━━━━━ SUPPLIED TEXT ━━━━━

Bina West Miller photo

(1867 – 1954)

In 1892 in Port Huron, Bina West Miller founded one of the first organizations in the country to offer life insurance to women. For the first time, women had the means to provide for their own financial security and independence. Prior to this organization, women had always been deemed uninsurable by the insurance industry because of the high mortality risk from the complications of pregnancy and childbirth.

In founding the Women’s Benefit Association, a nonprofit, dues-paying organization exclusively for women, Miller not only established an insurance network for women, but also a primary support group as well. Chapter members met monthly because Miller believed that women joining together could lend each other emotional support and work together for their own betterment and their communities as well as provide financial security for themselves.

With $500 in borrowed capital, Miller traveled across the United States and Canada selling memberships in this fraternal organization and establishing local chapters wherever she went. Within ten years, she had enrolled 100,000 members. The organization, now known as Woman’s Life Insurance Society, continues to fulfill the vision of this farsighted woman.

In addition to her role as a pioneering female executive, Miller was also a notable figure in local, state, national, and international politics. She became an outspoken advocate for women’s suffrage and traveled throughout the United States, Canada, Europe, and the Near East, urging that women be given the right to vote. A lifelong Republican, she served on presidential commissions and advisory councils and in 1928 was chosen to make one of the nominating speeches for Herbert Hoover. Among her many honors was inclusion in the 1914-15 Women’s Who’s Who in America. In 1928 she was named the state’s top businesswoman in a Detroit Free Press poll, and at one time the Associated Press called her “one of the five greatest women in America.”

Miller was chief executive officer of the Women’s Benefit Association for more than 56 years. Her years of service stand as testimony to her lifelong commitment to improve women’s status in society by providing financial security along with opportunities for social and community involvement and self-improvement.

━━━━━

-- TASK OBJECTIVE --
Answer these questions from the Bina West Miller profile.
(a) In what year and in which city did Miller found the organization?
(b) How much borrowed capital did she travel with while selling memberships?
(c) For how long was she chief executive officer of the Women's Benefit Association?

━━━━━ SUPPLIED RECORDS ━━━━━

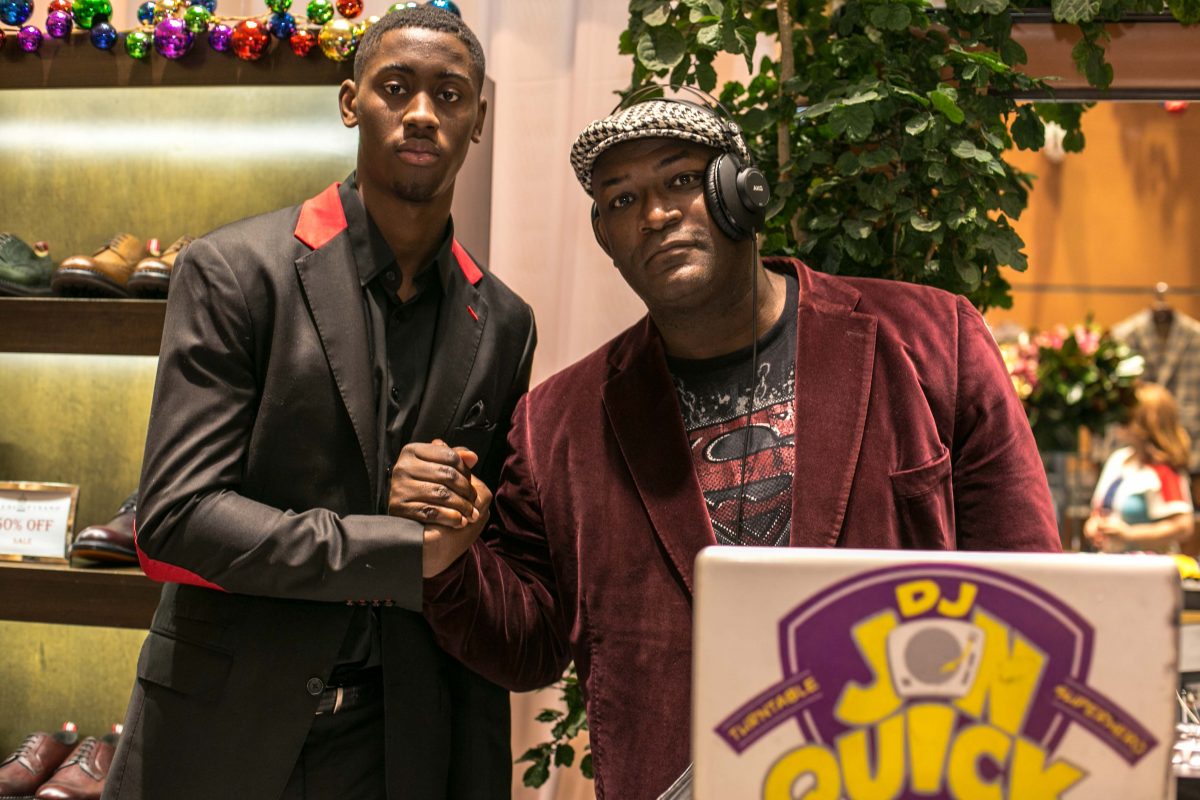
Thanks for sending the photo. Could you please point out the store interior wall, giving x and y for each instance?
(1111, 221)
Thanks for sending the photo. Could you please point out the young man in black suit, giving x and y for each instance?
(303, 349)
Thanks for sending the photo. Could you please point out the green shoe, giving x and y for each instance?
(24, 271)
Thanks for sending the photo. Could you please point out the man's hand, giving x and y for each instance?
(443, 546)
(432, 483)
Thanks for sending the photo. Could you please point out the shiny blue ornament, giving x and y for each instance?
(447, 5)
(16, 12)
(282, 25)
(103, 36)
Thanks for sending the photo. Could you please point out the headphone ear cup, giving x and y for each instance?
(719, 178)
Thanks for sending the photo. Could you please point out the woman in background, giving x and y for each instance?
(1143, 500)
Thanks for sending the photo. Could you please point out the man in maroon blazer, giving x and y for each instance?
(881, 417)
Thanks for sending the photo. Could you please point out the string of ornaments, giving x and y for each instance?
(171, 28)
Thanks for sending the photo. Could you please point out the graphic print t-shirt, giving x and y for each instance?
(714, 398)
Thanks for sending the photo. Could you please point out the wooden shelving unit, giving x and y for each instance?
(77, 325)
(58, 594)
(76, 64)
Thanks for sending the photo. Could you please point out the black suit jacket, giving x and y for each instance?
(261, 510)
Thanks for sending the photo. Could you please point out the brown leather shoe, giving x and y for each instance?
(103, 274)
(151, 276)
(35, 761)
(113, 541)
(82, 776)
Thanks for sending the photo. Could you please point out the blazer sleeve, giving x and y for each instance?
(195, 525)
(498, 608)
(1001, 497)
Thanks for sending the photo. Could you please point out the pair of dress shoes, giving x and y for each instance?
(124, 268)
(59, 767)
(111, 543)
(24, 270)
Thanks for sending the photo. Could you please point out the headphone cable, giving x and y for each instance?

━━━━━

-- EXPECTED ANSWER --
(a) 1892, in Port Huron
(b) $500
(c) More than 56 years